◆ **USING THE INFORMATION**:
- 1) In the forum thread on relief for professional subscriptions, as what kind of expense does Ham Slicer suggest claiming the subscription?
- 2) Repeat the part of the forum thread on relief for professional subscriptions starting with "# Relief for" and going on through "subjected to tax.".
- 3) Go on with the forum thread on relief for professional subscriptions from where it stops.
SOURCE EXTRACT START
# Relief for Professional Subscriptions



## Carpenter (12 Mar 2006)

Are there any reliefs available from Revenue for professional subscriptions?

I know that where an employer pays for professional subscriptions on behalf of an employee these are not treated as BIK and are not subjected to tax.

I am a PAYE employee and this year I paid a professional subscription related to my profession and field of work.

I didn't ask my employer to pay the sub this year but I will probably do so when it's up for renewal next year, as the subscription is important and very much relevant to the company's core activity.

Can I get any tax relief on the payment I've made this year?


----------



## ClubMan (12 Mar 2006)

I'm not aware of the employee qualifying for tax/_PRSI _relief on such subscriptions unless covered by the [broken link removed]? Can't find anything that suggests that the employee might get relief in .


----------



## DrMoriarty (12 Mar 2006)

My employer reimburses a modest sum each year towards my various professional subscriptions, but otherwise I don't think there's any entitlement to tax relief. Last year, as part of a round of budget cutbacks, they suddenly (and quite arbitrarily) told me that two of my subscriptions were no longer deemed 'immediately relevant' to my professional duties — I wish I could apply the same yardstick to my typical workload!  — so I asked Revenue about claiming tax relief on them and they said no, 'sure don't I get enough professional expenses already'...


----------



## Carpenter (12 Mar 2006)

Ok, as I suspected so, thanks anyway!


----------



## Lorraine B (13 Mar 2006)

What about tax credit for "Trade Union Subscriptions".  It was my understanding that this covers Professional Subscriptions


----------



## Carpenter (13 Mar 2006)

A chink of light perhaps?  I'll look at the Revenue site again....


----------



## Ham Slicer (13 Mar 2006)

I would stick it in as a Sch E expense (employment expense) and argue the toss if Revenue come back on it.


----------



## ARCH (13 Mar 2006)

It should be allowed as an employment expense once it is wholly, exclusively and necessarly paid for employment purposes.


----------



## Lorraine B (13 Mar 2006)
SOURCE EXTRACT END
RECORD EXCERPTS START
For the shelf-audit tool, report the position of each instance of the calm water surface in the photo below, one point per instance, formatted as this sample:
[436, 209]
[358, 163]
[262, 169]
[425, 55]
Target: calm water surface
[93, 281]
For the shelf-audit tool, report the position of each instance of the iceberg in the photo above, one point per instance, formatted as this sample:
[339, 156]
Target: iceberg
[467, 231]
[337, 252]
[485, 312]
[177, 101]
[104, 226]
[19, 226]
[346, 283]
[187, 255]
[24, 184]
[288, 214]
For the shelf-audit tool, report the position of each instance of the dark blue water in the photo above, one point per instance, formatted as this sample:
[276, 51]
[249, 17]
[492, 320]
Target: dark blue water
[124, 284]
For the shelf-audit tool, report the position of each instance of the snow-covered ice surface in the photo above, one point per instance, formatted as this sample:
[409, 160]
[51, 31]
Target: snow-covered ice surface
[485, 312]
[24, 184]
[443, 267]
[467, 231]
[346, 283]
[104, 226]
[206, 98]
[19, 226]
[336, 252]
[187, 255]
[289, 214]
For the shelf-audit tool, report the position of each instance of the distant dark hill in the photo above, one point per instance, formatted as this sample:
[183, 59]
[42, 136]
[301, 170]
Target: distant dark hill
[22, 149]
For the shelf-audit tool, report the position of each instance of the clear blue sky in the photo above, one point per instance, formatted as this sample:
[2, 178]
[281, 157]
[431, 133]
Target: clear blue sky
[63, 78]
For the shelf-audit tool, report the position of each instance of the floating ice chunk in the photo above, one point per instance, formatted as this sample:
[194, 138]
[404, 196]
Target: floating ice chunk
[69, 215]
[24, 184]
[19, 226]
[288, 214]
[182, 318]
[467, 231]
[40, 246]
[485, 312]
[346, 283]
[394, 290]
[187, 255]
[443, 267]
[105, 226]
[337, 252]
RECORD EXCERPTS END
◆ **ANSWERS TO THE PROBLEMS**:
- 1) As a Sch E expense (employment expense).

- 2)
# Relief for Professional Subscriptions



## Carpenter (12 Mar 2006)

Are there any reliefs available from Revenue for professional subscriptions?

I know that where an employer pays for professional subscriptions on behalf of an employee these are not treated as BIK and are not subjected to tax.

- 3)
As Carpenter is a PAYE employee, how would he go about claiming Sch E Expenses?


----------



## Glenbhoy (13 Mar 2006)

I have heard definitively that paye accountants can get relief for their professional subs, and know several people who have received this.  Like everything else, ring the revenue and hope you get through to someone who is remotely interested in your query (in fairness to them, they will usually put you through to someone who knows - eventually!!).


----------



## extopia (13 Mar 2006)

Can this be covered by "Flat Rate Expenses" allowable by Revenue? For instance carpenters are allowed €220, presumably to cover wear and tear on tools etc. You can download a spreadsheet of expenses allowable by occupation [broken link removed]

[Edit: I notice Clubman covered this earlier, but no harm in getting a second opinion - plus the revenue doc has some pretty interesting information. Shop assitants are entitled to expenses of €97 for example... and of course public service employees seem to have it better than the private sector!]


----------



## jasconius (13 Mar 2006)

Rang revenue this morning. Guy on the helpdesk says no problem - so long as you are a qualified accountant and subscribe to ACA ACCA or FCMA you can claim at 20% provided you have a receipt and that you needed the qualification for your job.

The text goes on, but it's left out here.